# Source
>>>
Subject Area Lessons

## #2223. Life of a Soap Bubble

Science, level: Senior
Posted Sat Apr 21 11:25:39 PDT 2001 by Sue L. Burrell (burrells@cstel.net).
Northside High School, Warner Robins, GA USA
Materials Required: stop watches, soap bubble solution, survivor frame
Activity Time: 2 class periods
Concepts Taught: Survivorship

SURVIVORSHIP -- THE LIFE OF A SOAP BUBBLE

A life table, first used by insurance companies, is a way to determine how long, on average, an individual of a given age could be expected to live. A graphic way to represent some of the data collected for a life table is to draw a survivorship curve. This graph shows the number of individuals alive at each age.

In natural populations, three basic trends of survivorship affecting population have been identified.
Type 1 Low mortality in early life, most deaths occurring in a narrow time span when organism is older.
Type 2 Rate of mortality fairly constant at all ages
Type 3 High mortality early in life, most deaths occurring before reproductive age

MATERIALS: Soap bubble solution and wand stopwatch survivorship frame

Three different populations of soap bubbles will be formed.
Population 1 Once the bubbles leave the wand the group members do nothing to keep the bubble in the air. Bubble dies once it bursts.

Population 2 Once the bubble leaves the wand, the group members wave, blow, or fan in an effort to keep the bubble in the air and prevent it from breaking (dying).

Population 3 The survivorship frame is held 12 inches from the wand. Bubbles that fail to pass through the frame are considered dead. Bubbles that pass through the frame are timed. They are the only surviving portion of the population. Do not attempt to manipulate the frame or the wand to increase the bubble's chances of passing through the frame.

PROCEDURE:
1. Practice blowing bubbles for a few minutes until they can be generated as a single bubble.
2. Once the bubble is free of the wand, the timer starts the stopwatch. When the bubble bursts the timer stops time and the time of death is recorded.
3. Collect data for fifty (50) bubbles.
4. Organize your data as follows:
a. Count the number of bubbles dying at each age. Record this number as total dying.
<<<
# Stated goal 1
Please duplicate the rows from the first one through the line containing "[122,93,139,138]", including both ends, keeping every character unchanged.

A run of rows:
>>>
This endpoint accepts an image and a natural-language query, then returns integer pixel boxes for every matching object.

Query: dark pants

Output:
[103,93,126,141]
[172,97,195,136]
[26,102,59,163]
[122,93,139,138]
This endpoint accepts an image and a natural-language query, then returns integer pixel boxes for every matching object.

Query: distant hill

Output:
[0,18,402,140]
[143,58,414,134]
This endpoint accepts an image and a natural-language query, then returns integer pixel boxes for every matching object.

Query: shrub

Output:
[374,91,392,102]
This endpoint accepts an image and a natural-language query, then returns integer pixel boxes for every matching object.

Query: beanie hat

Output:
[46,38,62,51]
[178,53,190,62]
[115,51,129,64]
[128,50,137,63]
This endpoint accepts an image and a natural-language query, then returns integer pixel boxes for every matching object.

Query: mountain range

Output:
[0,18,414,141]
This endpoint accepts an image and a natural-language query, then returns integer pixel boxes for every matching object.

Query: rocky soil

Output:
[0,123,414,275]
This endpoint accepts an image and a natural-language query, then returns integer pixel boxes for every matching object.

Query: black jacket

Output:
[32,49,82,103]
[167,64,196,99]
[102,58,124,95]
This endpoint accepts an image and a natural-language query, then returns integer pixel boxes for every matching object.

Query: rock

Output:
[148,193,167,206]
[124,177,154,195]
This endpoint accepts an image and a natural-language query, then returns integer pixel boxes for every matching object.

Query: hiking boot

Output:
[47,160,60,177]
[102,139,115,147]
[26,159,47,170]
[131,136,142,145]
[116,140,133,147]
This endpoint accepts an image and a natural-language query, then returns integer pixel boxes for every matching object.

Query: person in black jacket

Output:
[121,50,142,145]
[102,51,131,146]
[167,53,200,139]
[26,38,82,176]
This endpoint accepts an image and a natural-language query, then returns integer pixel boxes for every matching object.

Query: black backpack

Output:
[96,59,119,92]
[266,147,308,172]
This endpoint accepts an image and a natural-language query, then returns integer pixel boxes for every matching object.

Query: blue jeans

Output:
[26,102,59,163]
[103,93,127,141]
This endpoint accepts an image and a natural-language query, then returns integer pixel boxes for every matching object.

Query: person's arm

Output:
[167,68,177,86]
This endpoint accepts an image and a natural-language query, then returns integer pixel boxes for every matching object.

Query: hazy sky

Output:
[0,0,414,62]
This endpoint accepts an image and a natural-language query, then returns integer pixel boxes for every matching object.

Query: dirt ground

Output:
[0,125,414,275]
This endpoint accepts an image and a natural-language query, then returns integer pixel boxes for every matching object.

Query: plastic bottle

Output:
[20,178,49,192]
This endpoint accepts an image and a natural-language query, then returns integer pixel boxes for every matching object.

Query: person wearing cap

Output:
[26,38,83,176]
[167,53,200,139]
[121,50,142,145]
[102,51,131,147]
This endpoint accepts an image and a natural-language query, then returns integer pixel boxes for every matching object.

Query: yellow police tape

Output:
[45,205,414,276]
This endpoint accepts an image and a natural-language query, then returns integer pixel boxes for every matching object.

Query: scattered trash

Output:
<<<
# Stated goal 2
Name each item on the Materials Required line of the soap bubble lesson.

# Expected output 1
This endpoint accepts an image and a natural-language query, then returns integer pixel boxes for every matching object.

Query: dark pants

Output:
[103,93,126,141]
[172,97,195,136]
[26,102,59,163]
[122,93,139,138]

# Expected output 2
- stop watches
- soap bubble solution
- survivor frame